I think we are assuming different operating models. For me, graphql data is canonical. So given a graphql state and "local app state", the local app state should not be a result of the history of the graphql state, but only the actual state. In fact, in my apps so far, the local app state is orthogonal to the graphql state.

What you are describing sounds like Operational Transform and while that has its place, I think it should not be part of a generic graphql client. I'd say that if you want that, the graphql state is the full history of all the operations approved by the server, and the client should at all times be prepared to apply OT to the local non-confirmed operations based on incoming server operations. This is ShareJS' domain.

code is easier to grok than me. check out https://github.com/mattkrick/redux-optimistic-ui. it's like 100 well-commented lines.

Bedtime but will do tomorrow :)

wmertens avatar Feb 12 '17 23:02 wmertens

code is easier to grok than me. check out https://github.com/mattkrick/redux-optimistic-ui. it's like 100 well-commented lines.

Ok, so indeed, this implements sort-of-OT. The thing is, server actions aren't like local actions. They are asynchronous, can fail in various layers, generally have side effects and cannot be controlled by the redux store.

So I like treat graphql mutations as messages-of-intent and all graphql state as "not mine". I somewhat dislike that react-apollo pressures you into defining mutations together with the component, but on the other hand, mutations are sort of declarative and shouldn't impact local state much. Still on the fence, especially since moving the mutation definition elsewhere is so much work, and many of the additional features are closely tied to the component (fetching more data, merging to cache, optimistic result).

…and under that model, I think just storing the expected server response should be sufficient, no?

wmertens avatar Feb 13 '17 08:02 wmertens

mutations should not be declarative, this is the error that cashay, relay, and apollo all made. to be declarative means mutating the denormalized state. Since 1 mutation affects many queries, you'll need each query to handle that mutation. If a query doesn't handle the mutation, then the denormalized state will be stale. Sure, it's simpler for the dev, but the surface area for errors increases from S(1) to S(n).

storing the expected server response should be sufficient

mathematically, no. remember the old redux motto: state = fn(state, action). it's a fun enough proof. try the above example i outlined (2 upvotes, the second comes back a success, then the first comes back a failure) without persisting S0.

mattkrick avatar Feb 13 '17 18:02 mattkrick

mutations should not be declarative, this is the error that cashay, relay, and apollo all made. to be declarative means mutating the denormalized state.

Ok, I'm not sure how that follows, and maybe we are talking about denormalization differently? And when you say state, do you mean the entire state or just the graphql cache?

For clarity - to me, the way react-apollo works is like React bound inputs. I have an application structure and in some places I ask for server data, which is automatically fetched and provided (on data instead of value). Mutations are like actions - you dispatch them to the server and eventually that results in new data props.

## WHAT IS NEEDED
Write the next part of the discussion about GraphQL mutations and optimistic updates, starting right after its final sentence.

## SUPPLIED MATERIAL
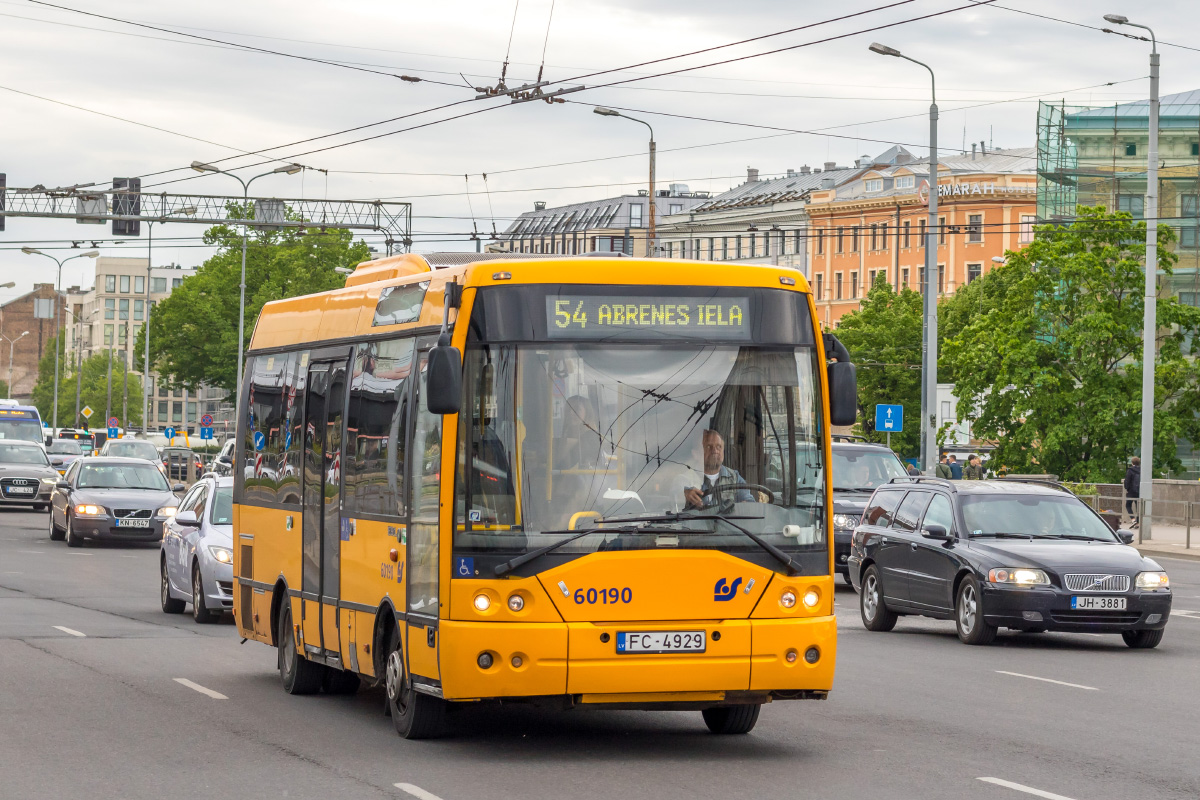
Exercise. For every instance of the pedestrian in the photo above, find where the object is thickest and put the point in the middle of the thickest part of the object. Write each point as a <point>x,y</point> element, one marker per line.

## OUTPUT OF THE TASK
When you specify a mutation declaratively, including how to synchronize the local cache afterwards, you can simply call it with the right parameters and forget about it.

Of course, it is not always trivial to declare how to update the local cache, but worst case you can force refetching everything. Updating local cache is an optimization.

Since 1 mutation affects many queries, you'll need each query to handle that mutation. If a query doesn't handle the mutation, then the denormalized state will be stale. Sure, it's simpler for the dev, but the surface area for errors increases from S(1) to S(n).

So, in react-apollo, if you get a result back with a UUID, that result will automatically update the cache and all components that are asking for that data. In other cases, you can specify how to update specific queries (by name, in the mutation def) or you can specify in queries how they update based on a specific mutation (by name, in the query def). The current API is a bit vexing but that's the idea.

storing the expected server response should be sufficient mathematically, no. remember the old redux motto: state = fn(state, action). it's a fun enough proof. try the above example i outlined (2 upvotes, the second comes back a success, then the first comes back a failure) without persisting S0.

But this is a different world view. For Apollo, the server state/local cache is not (conceptually) part of the Redux store. It requires you to program your reducers such that for any graphql action/event A (sendQuery/sendMutation/receiveResult) fn(state, A) === state.

So, if this holds true, then you don't even notify Redux about Apollo events, and instead all application changes due to graphql in/out should happen by locally deriving from data and Redux state.

This means that you can inject any graphql state and the app will render correctly; it also means that optimistic responses can simply be replaced with actual server responses at any time :)

wmertens avatar Feb 15 '17 04:02 wmertens

But this is a different world view. For Apollo, the server state/local cache is not (conceptually) part of the Redux store. It requires you to program your reducers such that for any graphql action/event A (sendQuery/sendMutation/receiveResult) fn(state, A) === state.

Can you give an example of this? I still don't understand

mattkrick avatar Feb 15 '17 17:02 mattkrick

So the way I understand Apollo to work, is that to get the data, you attach a query to a component, and it will get the data as props. If the data changes, the component gets new props. If you want to mutate data, you write a message to the server with the proper variables, and you can ask for data back. Apollo's job is to make the connection easy and efficient.

To perform its job, Apollo uses a local cache and local updating of cache based on mutation results. The dev needs to provide extra information to help Apollo do its job in some cases (updating lists after a delete etc)

So, at all times, the data you get from graphql can change, and you have no control over the execution of mutations. In other words, this is external state.

If you use that external state as input for your reducers (by passing the graphql data to them or by sending actions based on data content), you run the risk of caching stale external state.

Instead, if you write the reducers so that any server data is orthogonal to the application state, you can present fake external state without consequences.

This means that to implement optimistic updates in Apollo, you make a guess about server state, and you keep that guess going as long as possible. As soon as you learn that the server state is not what you think it is, you present the correct state and the application should gracefully handle that.

wmertens avatar Feb 16 '17 13:02 wmertens

How does that work with your 5 in-flight upvote example without an intermediate state?

On Feb 16, 2017 5:30 AM, "Wout Mertens" [email protected] wrote:

So the way I understand Apollo to work, is that to get the data, you attach a query to a component, and it will get the data as props. If the data changes, the component gets new props. If you want to mutate data, you write a message to the server with the proper variables, and you can ask for data back. Apollo's job is to make the connection easy and efficient.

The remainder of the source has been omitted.